__WHAT IS REQUIRED__: Please set out all the records below as a numbered list, skipping any blank lines and leaving out the pictures.

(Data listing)

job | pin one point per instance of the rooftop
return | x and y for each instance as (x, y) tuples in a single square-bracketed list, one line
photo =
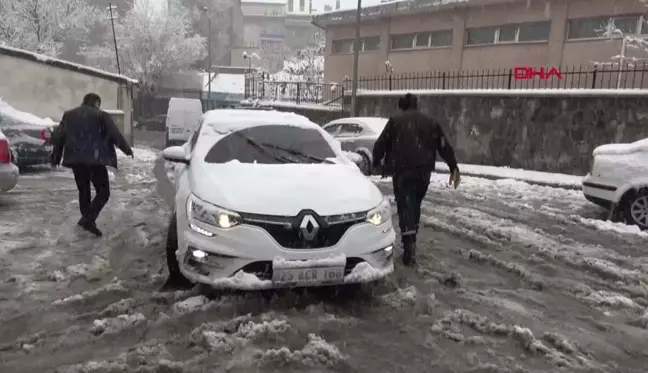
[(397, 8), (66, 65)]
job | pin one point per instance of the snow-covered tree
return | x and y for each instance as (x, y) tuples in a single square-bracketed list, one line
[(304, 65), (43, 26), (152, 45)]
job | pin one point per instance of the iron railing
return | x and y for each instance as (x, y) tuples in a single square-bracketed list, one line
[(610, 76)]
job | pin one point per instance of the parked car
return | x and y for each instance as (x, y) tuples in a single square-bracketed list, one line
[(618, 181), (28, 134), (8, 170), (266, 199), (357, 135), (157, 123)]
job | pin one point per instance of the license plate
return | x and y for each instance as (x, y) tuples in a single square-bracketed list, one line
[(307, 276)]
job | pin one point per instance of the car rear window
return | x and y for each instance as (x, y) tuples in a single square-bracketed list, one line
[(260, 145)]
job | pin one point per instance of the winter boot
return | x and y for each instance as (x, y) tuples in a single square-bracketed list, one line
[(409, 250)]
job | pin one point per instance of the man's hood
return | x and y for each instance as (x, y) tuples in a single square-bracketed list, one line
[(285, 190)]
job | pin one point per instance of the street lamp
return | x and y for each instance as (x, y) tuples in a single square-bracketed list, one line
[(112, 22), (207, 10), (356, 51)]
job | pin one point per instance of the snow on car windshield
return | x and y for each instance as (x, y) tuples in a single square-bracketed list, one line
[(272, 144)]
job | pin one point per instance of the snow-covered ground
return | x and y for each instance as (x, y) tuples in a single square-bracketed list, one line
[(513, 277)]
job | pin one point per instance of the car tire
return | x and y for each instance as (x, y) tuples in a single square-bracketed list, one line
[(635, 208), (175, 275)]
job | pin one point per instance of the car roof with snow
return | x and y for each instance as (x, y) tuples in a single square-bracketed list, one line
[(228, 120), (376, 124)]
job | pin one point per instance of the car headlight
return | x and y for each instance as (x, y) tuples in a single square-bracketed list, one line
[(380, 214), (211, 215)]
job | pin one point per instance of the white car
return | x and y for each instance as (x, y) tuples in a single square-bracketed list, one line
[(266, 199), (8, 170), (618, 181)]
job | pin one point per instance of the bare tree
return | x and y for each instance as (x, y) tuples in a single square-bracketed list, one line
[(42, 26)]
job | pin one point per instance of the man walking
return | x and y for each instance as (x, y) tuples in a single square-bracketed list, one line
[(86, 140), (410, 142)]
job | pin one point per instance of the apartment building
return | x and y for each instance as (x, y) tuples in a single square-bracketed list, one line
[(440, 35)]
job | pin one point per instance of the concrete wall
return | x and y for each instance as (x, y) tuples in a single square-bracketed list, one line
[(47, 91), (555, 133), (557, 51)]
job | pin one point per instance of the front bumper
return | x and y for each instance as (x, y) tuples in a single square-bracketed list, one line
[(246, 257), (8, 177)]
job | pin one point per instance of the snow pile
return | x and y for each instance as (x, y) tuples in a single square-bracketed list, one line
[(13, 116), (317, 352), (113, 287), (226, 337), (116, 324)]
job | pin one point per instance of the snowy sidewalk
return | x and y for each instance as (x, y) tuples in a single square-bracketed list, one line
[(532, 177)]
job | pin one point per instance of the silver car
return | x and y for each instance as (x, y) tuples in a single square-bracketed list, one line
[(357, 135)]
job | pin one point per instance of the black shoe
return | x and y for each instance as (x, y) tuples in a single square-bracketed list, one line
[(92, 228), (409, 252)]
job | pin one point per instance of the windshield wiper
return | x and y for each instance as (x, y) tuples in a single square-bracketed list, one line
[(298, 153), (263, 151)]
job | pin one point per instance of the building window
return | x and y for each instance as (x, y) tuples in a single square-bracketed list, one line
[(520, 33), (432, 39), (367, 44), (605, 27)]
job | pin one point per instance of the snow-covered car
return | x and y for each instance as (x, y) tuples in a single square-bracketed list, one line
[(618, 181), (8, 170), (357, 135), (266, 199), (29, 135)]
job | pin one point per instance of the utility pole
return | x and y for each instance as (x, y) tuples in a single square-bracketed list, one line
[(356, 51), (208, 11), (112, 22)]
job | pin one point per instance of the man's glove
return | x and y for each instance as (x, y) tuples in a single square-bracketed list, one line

__COMPLETE ANSWER__:
1. job | pin one point per instance of the rooftop
2. return | x and y for each instance as (x, y) tuples in a single square-bracketed list, one line
3. photo =
4. [(397, 8), (66, 65)]
5. job | pin one point per instance of the snow-covered tree
6. return | x and y for each instance as (x, y) tuples in a single square-bracketed list, one line
7. [(304, 65), (43, 26), (152, 45)]
8. job | pin one point per instance of the iron railing
9. return | x and y for each instance as (x, y) tuples in a single square-bracketed list, one line
10. [(610, 76)]
11. job | pin one point per instance of the parked car
12. return | x and y for each instance as (x, y) tuples in a single square-bracketed list, one line
13. [(618, 181), (28, 134), (8, 170), (266, 199), (357, 135), (157, 123)]
14. job | pin one point per instance of the license plate
15. return | x and y for each instance as (x, y) tuples in a single square-bracketed list, one line
16. [(307, 276)]
17. job | pin one point per instance of the car rear window
18. return | x and y for each instance as (x, y) tuples in a single square-bracketed list, one line
19. [(260, 145)]
20. job | pin one point per instance of the winter boot
21. return | x and y for each instance as (x, y) tuples in a single square-bracketed list, one line
22. [(409, 250)]
23. job | pin one point per instance of the man's hood
24. return | x and y for each instance as (x, y) tuples in a single square-bracketed list, one line
25. [(285, 190)]
26. job | pin one point per instance of the street lamp
27. return | x and y for each instance as (x, y) tuples in a single square-bracketed list, one line
28. [(112, 22), (207, 10), (356, 51)]
29. job | pin one point per instance of the snow on car windshield
30. return | x and y for each instance as (x, y) tuples in a single square-bracketed list, one line
31. [(272, 144)]
32. job | pin one point per instance of the snow-covered ground
33. return | x and y for each instance as (x, y) tuples in a single square-bracketed list, one line
34. [(513, 277)]
35. job | pin one point per instance of the car tire
36. return | x and y for each instance as (x, y) tuples in a single square-bracketed list, one line
37. [(635, 208), (175, 275)]
38. job | pin one point per instance of the car roof with snow
39. return | x and y for each instance as (x, y) tuples in a single square-bracketed list, one line
40. [(228, 120), (376, 124)]
41. job | pin one point per instance of the car headlight
42. return | x and y for each instance as (x, y) tuples in a single square-bracketed list, one line
43. [(380, 214), (211, 215)]
44. job | pin one point per instance of the white car
45. return | x and y for each instance as (x, y) tuples in a single square-bracketed list, one line
46. [(266, 199), (8, 170), (618, 181)]
47. job | pin one point per instance of the bare tree
48. return | x and y for each instance as (x, y) tuples in a single square-bracketed list, one line
49. [(42, 26)]
50. job | pin one point per instance of the man walking
51. return | x and y for each instance as (x, y) tuples in a single square-bracketed list, one line
52. [(86, 140), (410, 142)]
53. job | pin one point per instance of the apartment building
54. return | x and y for each instance as (x, y) tuples in a single square-bracketed list, one line
55. [(440, 35)]
56. job | pin one point per instance of the concrete wall
57. return | x and y for each instance as (x, y) tuples in a single square-bracketed list, one line
58. [(47, 91), (555, 133), (557, 51)]
59. job | pin one point per instance of the front bumper
60. return | x and y for each instance as (x, y) tuples in a single square-bracketed list, one line
61. [(246, 257), (8, 177)]
62. job | pin one point per instance of the snow pile
63. return | x and y for each instance as (x, y) tuples in a single square-bracketed list, one line
64. [(13, 116), (317, 352), (113, 287), (226, 337), (116, 324)]
65. job | pin one point per instance of the snowy sidewalk
66. return | x and y for each instance as (x, y) tuples in a single square-bracketed list, one line
67. [(532, 177)]
68. job | pin one point per instance of the silver car
69. return | x and y for each instance as (x, y) tuples in a single square-bracketed list, one line
70. [(357, 135)]
71. job | pin one point per instance of the black shoe
72. return | x and y for each instance as (x, y) tuples in a single square-bracketed list, one line
73. [(92, 228), (409, 252)]
74. job | pin one point per instance of the windshield wiper
75. return | x and y for each instance as (x, y) tuples in a single square-bracketed list, one line
76. [(298, 153), (263, 151)]
77. job | pin one point per instance of the building window
78. return | x and y for each instance as (x, y) tuples in a single square-bracketed list, one line
79. [(520, 33), (432, 39), (367, 44), (605, 27)]
80. job | pin one point per instance of the snow-covered car
81. return | x and y for each instance as (x, y) tuples in a single square-bracketed list, one line
82. [(618, 181), (8, 170), (357, 135), (266, 199), (29, 135)]
83. job | pin one point per instance of the utility pole
84. return | x and y for each instance as (x, y) tuples in a single square-bracketed list, one line
85. [(356, 51), (208, 11), (112, 22)]
86. job | pin one point per instance of the man's glove
87. return | x and y for each instance as (x, y) tuples in a single square-bracketed list, one line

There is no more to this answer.